Re: BUG #18988: DROP SUBSCRIPTION locks not-yet-accessed database

От

Dilip Kumar

Дата:

13 августа, 12:30:34

On Wed, Aug 13, 2025 at 11:20 AM Dilip Kumar <dilipbalaut@gmail.com> wrote:
>
> On Wed, Aug 13, 2025 at 11:16 AM vignesh C <vignesh21@gmail.com> wrote:
> >
> > Thanks for the updated patch. This change is required for the back
> > branches too. Currently it is not applying for PG16 and below
> > branches.
> > git am v3-0001-Fix-DROP-SUBSCRIPTION-deadlock-with-new-database-.patch
> > Applying: Fix DROP SUBSCRIPTION deadlock with new database creation
> > error: patch failed: src/backend/commands/subscriptioncmds.c:1571
> > error: src/backend/commands/subscriptioncmds.c: patch does not apply
> > error: patch failed: src/backend/replication/logical/worker.c:4624
> > error: src/backend/replication/logical/worker.c: patch does not apply
> > Patch failed at 0001 Fix DROP SUBSCRIPTION deadlock with new database creation
>
> Right, I was waiting for consensus for the fix, but anyway I will send
> the patches for back branches, thanks.

I have prepared back branch patches.


--
Regards,
Dilip Kumar
Google

Вложения

Re: BUG #18988: DROP SUBSCRIPTION locks not-yet-accessed database

От

Amit Kapila

Дата:

14 августа, 09:09:04

On Wed, Aug 13, 2025 at 3:00 PM Dilip Kumar <dilipbalaut@gmail.com> wrote:
>
> I have prepared back branch patches.
>

@@ -1802,11 +1802,7 @@ DropSubscription(DropSubscriptionStmt *stmt,
bool isTopLevel)
...
- /*
- * Lock pg_subscription with AccessExclusiveLock to ensure that the
- * launcher doesn't restart new worker during dropping the subscription
- */
- rel = table_open(SubscriptionRelationId, AccessExclusiveLock);
+ rel = table_open(SubscriptionRelationId, AccessShareLock);

We need to acquire RowExclusiveLock here as we are deleting the
subscription row during this operation. See docs [1] and
AlterSubscription() code for reference. Attached is a top-up patch to
fix this for HEAD. Additionally, I have edited a few comments. If you
agree with these changes then please prepare backbranch patches
accordingly.

[1] - https://www.postgresql.org/docs/devel/explicit-locking.html
--
With Regards,
Amit Kapila.

============================================================

• [Direction]: List every lock mode the mailing-list thread mentions by name.

• [Raw data]:
============================================================

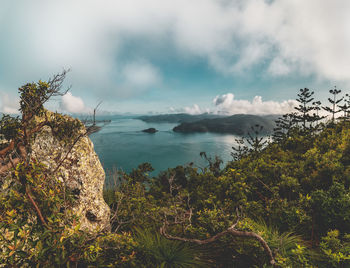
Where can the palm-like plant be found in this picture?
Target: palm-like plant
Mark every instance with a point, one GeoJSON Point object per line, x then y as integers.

============================================================

• [Task solution]: AccessExclusiveLock, AccessShareLock, RowExclusiveLock